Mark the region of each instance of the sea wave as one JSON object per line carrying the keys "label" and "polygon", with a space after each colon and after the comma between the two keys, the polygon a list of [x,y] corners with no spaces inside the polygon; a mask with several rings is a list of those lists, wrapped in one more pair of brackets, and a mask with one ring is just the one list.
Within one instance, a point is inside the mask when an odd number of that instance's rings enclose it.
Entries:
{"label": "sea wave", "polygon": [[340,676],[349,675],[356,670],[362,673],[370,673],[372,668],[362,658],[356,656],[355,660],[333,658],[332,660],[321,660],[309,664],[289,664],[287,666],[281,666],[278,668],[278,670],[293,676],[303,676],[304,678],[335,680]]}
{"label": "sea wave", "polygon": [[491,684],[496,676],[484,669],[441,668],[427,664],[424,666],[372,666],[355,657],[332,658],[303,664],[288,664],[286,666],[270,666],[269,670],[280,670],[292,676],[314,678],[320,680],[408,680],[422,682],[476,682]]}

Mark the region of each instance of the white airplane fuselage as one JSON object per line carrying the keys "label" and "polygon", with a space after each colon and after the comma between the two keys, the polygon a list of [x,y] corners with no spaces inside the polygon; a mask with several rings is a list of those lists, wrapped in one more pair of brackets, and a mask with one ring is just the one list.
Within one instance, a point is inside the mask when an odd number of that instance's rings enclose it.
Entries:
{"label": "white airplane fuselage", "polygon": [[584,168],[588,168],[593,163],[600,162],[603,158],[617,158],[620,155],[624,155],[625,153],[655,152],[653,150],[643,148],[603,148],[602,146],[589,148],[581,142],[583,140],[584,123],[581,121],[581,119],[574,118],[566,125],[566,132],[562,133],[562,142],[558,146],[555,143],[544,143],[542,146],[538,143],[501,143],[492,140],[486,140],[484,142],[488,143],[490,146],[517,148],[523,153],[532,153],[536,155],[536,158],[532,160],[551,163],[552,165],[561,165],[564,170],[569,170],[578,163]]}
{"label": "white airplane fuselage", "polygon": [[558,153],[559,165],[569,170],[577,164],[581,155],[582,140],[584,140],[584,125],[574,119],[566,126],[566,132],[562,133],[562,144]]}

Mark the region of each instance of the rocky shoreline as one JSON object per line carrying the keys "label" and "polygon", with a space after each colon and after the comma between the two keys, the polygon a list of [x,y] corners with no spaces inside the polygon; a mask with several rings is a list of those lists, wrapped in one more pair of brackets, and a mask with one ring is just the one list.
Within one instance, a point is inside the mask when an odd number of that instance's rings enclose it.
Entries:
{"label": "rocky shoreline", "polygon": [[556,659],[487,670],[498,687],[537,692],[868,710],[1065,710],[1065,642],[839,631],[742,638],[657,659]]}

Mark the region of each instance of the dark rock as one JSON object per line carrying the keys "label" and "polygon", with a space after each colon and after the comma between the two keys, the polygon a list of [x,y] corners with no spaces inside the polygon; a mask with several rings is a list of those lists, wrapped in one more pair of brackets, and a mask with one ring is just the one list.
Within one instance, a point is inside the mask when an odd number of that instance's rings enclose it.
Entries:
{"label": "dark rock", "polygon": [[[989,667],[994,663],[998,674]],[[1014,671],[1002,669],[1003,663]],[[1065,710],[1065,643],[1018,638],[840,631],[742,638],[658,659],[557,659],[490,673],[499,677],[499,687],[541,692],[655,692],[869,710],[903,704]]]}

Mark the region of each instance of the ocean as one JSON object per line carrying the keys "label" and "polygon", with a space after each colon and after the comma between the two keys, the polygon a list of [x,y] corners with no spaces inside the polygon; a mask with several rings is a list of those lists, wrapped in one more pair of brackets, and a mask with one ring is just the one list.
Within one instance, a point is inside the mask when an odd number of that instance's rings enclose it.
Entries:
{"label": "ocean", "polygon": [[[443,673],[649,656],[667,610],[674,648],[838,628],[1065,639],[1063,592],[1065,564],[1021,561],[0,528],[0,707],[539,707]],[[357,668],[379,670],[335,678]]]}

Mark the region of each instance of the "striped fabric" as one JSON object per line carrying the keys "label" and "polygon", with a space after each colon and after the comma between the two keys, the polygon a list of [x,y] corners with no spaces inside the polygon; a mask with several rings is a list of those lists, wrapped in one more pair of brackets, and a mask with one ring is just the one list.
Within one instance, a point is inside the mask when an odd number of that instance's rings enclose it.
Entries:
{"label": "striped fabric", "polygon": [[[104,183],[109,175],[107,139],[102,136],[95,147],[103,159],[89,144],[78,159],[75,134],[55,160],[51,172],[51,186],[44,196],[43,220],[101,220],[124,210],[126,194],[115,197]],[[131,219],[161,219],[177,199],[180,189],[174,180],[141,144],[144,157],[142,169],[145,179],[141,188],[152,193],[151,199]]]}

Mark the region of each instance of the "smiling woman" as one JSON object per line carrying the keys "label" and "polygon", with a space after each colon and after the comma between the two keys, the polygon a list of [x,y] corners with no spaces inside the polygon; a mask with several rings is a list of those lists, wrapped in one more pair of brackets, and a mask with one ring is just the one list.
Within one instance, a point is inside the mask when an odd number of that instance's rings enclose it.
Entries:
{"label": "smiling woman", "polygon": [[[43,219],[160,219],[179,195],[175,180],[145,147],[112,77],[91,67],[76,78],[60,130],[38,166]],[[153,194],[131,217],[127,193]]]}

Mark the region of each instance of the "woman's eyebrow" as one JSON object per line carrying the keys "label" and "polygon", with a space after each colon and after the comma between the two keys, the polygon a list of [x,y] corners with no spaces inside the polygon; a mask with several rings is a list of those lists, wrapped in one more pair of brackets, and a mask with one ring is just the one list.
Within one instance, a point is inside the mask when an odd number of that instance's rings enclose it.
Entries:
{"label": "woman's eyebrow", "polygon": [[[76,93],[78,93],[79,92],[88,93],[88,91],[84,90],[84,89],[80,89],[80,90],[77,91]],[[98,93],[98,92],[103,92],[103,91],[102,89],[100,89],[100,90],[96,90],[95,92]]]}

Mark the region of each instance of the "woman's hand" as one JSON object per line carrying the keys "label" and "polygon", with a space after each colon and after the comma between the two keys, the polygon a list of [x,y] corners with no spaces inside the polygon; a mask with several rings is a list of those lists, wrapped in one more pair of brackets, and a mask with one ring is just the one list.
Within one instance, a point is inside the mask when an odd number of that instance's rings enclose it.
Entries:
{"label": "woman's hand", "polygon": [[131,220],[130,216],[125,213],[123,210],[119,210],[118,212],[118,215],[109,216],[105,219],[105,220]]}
######
**Problem description**
Your task is to retype all of the records exactly.

**Task response**
Mark the region of each instance of the sea wave as one JSON object per line carrying the keys "label" and "polygon", with a space after each colon and after the comma between the two keys, the polygon a list of [x,y] corners with no spaces inside the polygon; a mask with several rings is a list of those lists, wrapped in one more pair of brackets, and a mask with one ring is just the one list.
Within one instance, a point is inside the mask when an odd number of that instance's rings enclose it.
Entries:
{"label": "sea wave", "polygon": [[340,676],[349,675],[356,670],[362,673],[370,673],[372,668],[362,658],[356,656],[355,660],[333,658],[332,660],[321,660],[309,664],[289,664],[287,666],[281,666],[278,668],[278,670],[293,676],[303,676],[304,678],[335,680]]}
{"label": "sea wave", "polygon": [[491,684],[496,676],[484,669],[441,668],[427,664],[424,666],[372,666],[355,657],[332,658],[303,664],[288,664],[286,666],[270,666],[269,670],[280,670],[292,676],[314,678],[320,680],[408,680],[422,682],[476,682]]}

Mark the region of each instance of the white airplane fuselage as one JSON object per line carrying the keys "label" and "polygon", with a space after each colon and after the comma between the two keys, the polygon a list of [x,y] corners with no spaces inside the polygon; a mask with several rings is a list of those lists, wrapped in one more pair of brackets, and a mask with one ring is just the one list.
Within one instance, a point is inside the mask when an odd number of that instance's rings enclose it.
Entries:
{"label": "white airplane fuselage", "polygon": [[584,168],[588,168],[593,163],[600,162],[603,158],[617,158],[620,155],[624,155],[625,153],[655,152],[653,150],[643,148],[603,148],[602,146],[589,148],[581,142],[583,140],[584,123],[581,121],[581,119],[574,118],[566,125],[566,132],[562,133],[562,142],[558,146],[555,143],[544,143],[542,146],[538,143],[501,143],[492,140],[486,140],[484,142],[488,143],[490,146],[517,148],[523,153],[532,153],[536,155],[536,158],[532,160],[551,163],[552,165],[561,165],[564,170],[569,170],[578,163]]}
{"label": "white airplane fuselage", "polygon": [[558,153],[559,165],[569,170],[577,164],[581,155],[582,140],[584,140],[584,125],[574,119],[566,126],[566,132],[562,133],[562,144]]}

Mark the region of each instance of the rocky shoreline as one JSON object per line carrying the keys "label" and "polygon", with a space after each colon and after the comma between the two keys, the polygon a list of [x,y] corners with no spaces inside the polygon; a mask with several rings is a list of those lists, wrapped in one more pair of brackets, and a mask with one ring is just the one list.
Within one instance, a point is inside the mask when an odd number of that instance's rings enclose it.
Entries:
{"label": "rocky shoreline", "polygon": [[556,659],[487,670],[498,687],[537,692],[868,710],[1065,710],[1065,642],[839,631],[742,638],[657,659]]}

Mark the region of each instance of the dark rock as one JSON object per line carrying the keys "label" and "polygon", with a space after each colon and after the comma between the two keys, the polygon a list of [x,y] corners with no spaces inside the polygon; a mask with several rings is a list of those lists, wrapped in one more pair of brackets, and a mask with one ring is just the one list.
Within one instance, a point is inside the mask when an odd number of that instance's rings enclose it.
Entries:
{"label": "dark rock", "polygon": [[[989,667],[994,663],[998,674]],[[1014,671],[1002,669],[1003,663]],[[1065,710],[1065,643],[1018,638],[840,631],[742,638],[658,659],[557,659],[490,673],[499,677],[499,687],[541,692],[655,692],[869,710],[903,704]]]}

Mark the region of each instance of the ocean as one JSON object per line carrying the keys "label" and "polygon", with a space after each colon and after the comma between the two keys, the polygon a list of [x,y] corners with no spaces inside the polygon; a mask with several rings is a list of those lists, wrapped in one more pair of brackets, and a mask with one ring is just the one list.
Within one instance, a point is inside the mask when an odd number of that instance's rings enclose it.
Entries:
{"label": "ocean", "polygon": [[[443,673],[649,656],[667,610],[674,648],[838,628],[1065,639],[1063,592],[1065,564],[1021,561],[0,528],[0,707],[539,707]],[[357,668],[379,670],[335,678]]]}

Mark the region of each instance of the "striped fabric" as one JSON object per line carrying the keys "label" and "polygon", with a space after each colon and after the comma between the two keys, the polygon a list of [x,y] corners with no spaces inside the polygon; a mask with several rings is a list of those lists, wrapped in one more pair of brackets, and a mask with one ring is just the one list.
Within one instance, a point is inside the mask when an odd number of that instance's rings enclose it.
Entries:
{"label": "striped fabric", "polygon": [[[104,183],[109,175],[107,139],[102,136],[95,147],[103,159],[89,144],[78,159],[75,134],[55,160],[51,172],[51,186],[44,196],[43,220],[101,220],[124,210],[126,194],[115,197]],[[131,219],[161,219],[177,199],[180,189],[174,180],[141,144],[144,157],[142,169],[145,179],[141,188],[152,193],[151,199]]]}

Mark the region of each instance of the "smiling woman" as one JSON object per line carrying the keys "label" and "polygon", with a space after each colon and after the comma between the two keys, the polygon a list of [x,y] corners with no spaces inside the polygon; a mask with several rings is a list of those lists, wrapped in one more pair of brackets, and a mask with one ring is just the one list.
Within one instance, a point is inside the mask when an odd number of that instance's rings enclose it.
Entries:
{"label": "smiling woman", "polygon": [[[43,219],[160,219],[179,195],[175,180],[145,147],[112,77],[91,67],[76,78],[60,130],[38,166]],[[153,194],[131,217],[127,193]]]}

Mark the region of each instance of the "woman's eyebrow" as one JSON object per line carrying the keys "label" and "polygon", with a space after each colon and after the comma between the two keys, the polygon a list of [x,y] corners with no spaces inside the polygon; a mask with several rings is a list of those lists, wrapped in one more pair of brackets, and a mask with one ring is just the one list.
Within one instance, a point is inside the mask when an odd number of that instance's rings enclose it.
Entries:
{"label": "woman's eyebrow", "polygon": [[[76,93],[78,93],[79,92],[88,93],[88,91],[84,90],[84,89],[80,89],[80,90],[77,91]],[[98,93],[98,92],[103,92],[103,91],[102,89],[100,89],[100,90],[96,90],[95,92]]]}

Mark the region of each instance of the "woman's hand" as one JSON object per line carrying the keys "label" and "polygon", with a space after each colon and after the comma between the two keys, the polygon a list of [x,y] corners with no spaces inside the polygon; a mask with several rings is a list of those lists, wrapped in one more pair of brackets, and a mask with one ring is just the one list.
Within one instance, a point is inside the mask when an odd number of that instance's rings enclose it.
Entries:
{"label": "woman's hand", "polygon": [[131,220],[130,216],[125,213],[123,210],[119,210],[118,212],[118,215],[109,216],[105,219],[105,220]]}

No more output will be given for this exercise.